_Record excerpts_.
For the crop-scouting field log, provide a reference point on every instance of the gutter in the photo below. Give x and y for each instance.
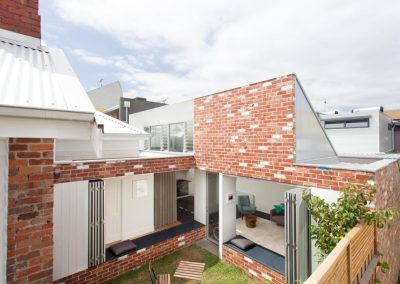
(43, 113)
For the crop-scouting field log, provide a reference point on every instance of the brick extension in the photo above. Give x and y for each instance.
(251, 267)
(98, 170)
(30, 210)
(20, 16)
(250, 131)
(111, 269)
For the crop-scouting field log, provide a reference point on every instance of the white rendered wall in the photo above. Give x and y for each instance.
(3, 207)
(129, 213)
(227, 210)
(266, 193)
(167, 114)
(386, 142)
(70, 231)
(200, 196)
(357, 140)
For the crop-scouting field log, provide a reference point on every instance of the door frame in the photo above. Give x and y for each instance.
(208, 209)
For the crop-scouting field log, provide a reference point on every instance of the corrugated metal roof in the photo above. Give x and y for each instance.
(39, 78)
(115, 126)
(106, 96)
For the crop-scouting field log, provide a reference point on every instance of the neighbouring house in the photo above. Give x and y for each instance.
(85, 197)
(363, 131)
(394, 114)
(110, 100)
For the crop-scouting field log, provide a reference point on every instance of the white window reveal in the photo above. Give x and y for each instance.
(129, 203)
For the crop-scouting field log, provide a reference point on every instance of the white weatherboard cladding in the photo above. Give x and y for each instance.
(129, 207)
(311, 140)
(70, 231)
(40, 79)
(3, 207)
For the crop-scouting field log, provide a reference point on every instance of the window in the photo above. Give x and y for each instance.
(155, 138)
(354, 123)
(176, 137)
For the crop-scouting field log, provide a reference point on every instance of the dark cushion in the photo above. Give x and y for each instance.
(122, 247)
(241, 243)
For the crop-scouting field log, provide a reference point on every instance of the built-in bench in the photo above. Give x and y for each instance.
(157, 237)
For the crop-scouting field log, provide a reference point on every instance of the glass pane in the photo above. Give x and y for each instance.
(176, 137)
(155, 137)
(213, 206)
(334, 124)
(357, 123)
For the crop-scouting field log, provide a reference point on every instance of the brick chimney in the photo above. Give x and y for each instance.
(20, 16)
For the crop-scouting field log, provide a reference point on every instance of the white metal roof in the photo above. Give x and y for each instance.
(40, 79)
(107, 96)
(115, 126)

---

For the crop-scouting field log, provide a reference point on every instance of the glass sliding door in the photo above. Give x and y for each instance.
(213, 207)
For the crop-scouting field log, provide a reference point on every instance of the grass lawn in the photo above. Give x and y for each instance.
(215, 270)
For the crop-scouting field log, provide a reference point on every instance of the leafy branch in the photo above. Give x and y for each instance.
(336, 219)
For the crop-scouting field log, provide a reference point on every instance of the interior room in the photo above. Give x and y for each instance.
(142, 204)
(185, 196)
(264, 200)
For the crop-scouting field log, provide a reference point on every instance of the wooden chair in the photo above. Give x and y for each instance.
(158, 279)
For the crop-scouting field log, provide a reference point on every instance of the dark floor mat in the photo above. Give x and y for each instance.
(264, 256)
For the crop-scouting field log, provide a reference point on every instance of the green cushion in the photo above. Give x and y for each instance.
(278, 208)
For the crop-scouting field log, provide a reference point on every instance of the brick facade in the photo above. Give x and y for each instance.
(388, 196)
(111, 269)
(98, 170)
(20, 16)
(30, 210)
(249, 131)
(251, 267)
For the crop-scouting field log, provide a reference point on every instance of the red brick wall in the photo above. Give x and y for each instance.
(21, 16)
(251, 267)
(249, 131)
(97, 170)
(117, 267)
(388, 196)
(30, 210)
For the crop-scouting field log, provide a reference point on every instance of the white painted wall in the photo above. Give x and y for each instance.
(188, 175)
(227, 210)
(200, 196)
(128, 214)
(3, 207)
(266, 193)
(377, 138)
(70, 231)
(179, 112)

==

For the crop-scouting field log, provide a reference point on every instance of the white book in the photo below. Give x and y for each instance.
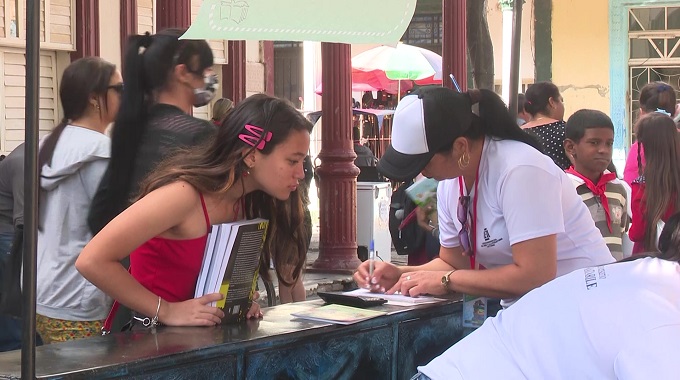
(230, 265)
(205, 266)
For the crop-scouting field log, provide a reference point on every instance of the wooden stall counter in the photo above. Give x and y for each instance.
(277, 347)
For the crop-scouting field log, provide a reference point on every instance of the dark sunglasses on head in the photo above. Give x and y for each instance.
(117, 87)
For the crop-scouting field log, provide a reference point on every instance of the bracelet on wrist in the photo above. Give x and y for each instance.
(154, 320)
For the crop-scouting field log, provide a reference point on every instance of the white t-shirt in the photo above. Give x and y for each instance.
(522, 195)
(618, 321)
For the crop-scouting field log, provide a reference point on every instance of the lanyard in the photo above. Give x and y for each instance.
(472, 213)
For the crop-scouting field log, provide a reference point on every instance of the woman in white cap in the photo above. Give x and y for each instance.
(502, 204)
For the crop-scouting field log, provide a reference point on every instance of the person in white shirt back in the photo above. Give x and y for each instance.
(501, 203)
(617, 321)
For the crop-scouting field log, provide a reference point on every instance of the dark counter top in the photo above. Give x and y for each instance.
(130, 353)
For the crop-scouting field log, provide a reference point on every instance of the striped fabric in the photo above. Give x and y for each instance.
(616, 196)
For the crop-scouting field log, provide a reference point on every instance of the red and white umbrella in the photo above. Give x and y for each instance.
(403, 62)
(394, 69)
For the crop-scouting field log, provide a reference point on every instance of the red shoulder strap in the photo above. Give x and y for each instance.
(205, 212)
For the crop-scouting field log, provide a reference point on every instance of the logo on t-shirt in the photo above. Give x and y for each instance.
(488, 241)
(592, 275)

_Objective_. List every line in the items above that contains the word "dark", copying each line in full.

_Correct answer_.
For the crop-scouting field log, provide a reference point on every instance of the dark cushion in the photo above. Give x and y for each instance.
For the crop-scouting field log, provide a reference point on every instance of the dark floor mat in the photo above. Give x and y for each instance.
For the crop-scouting field log, provide a reference point on every instance of the dark sunglasses on head in the photo above. Give x and y for each instance.
For the crop-scouting field log, provide a reference point on every instance of the dark counter top in the photo above. Give x and y for each instance.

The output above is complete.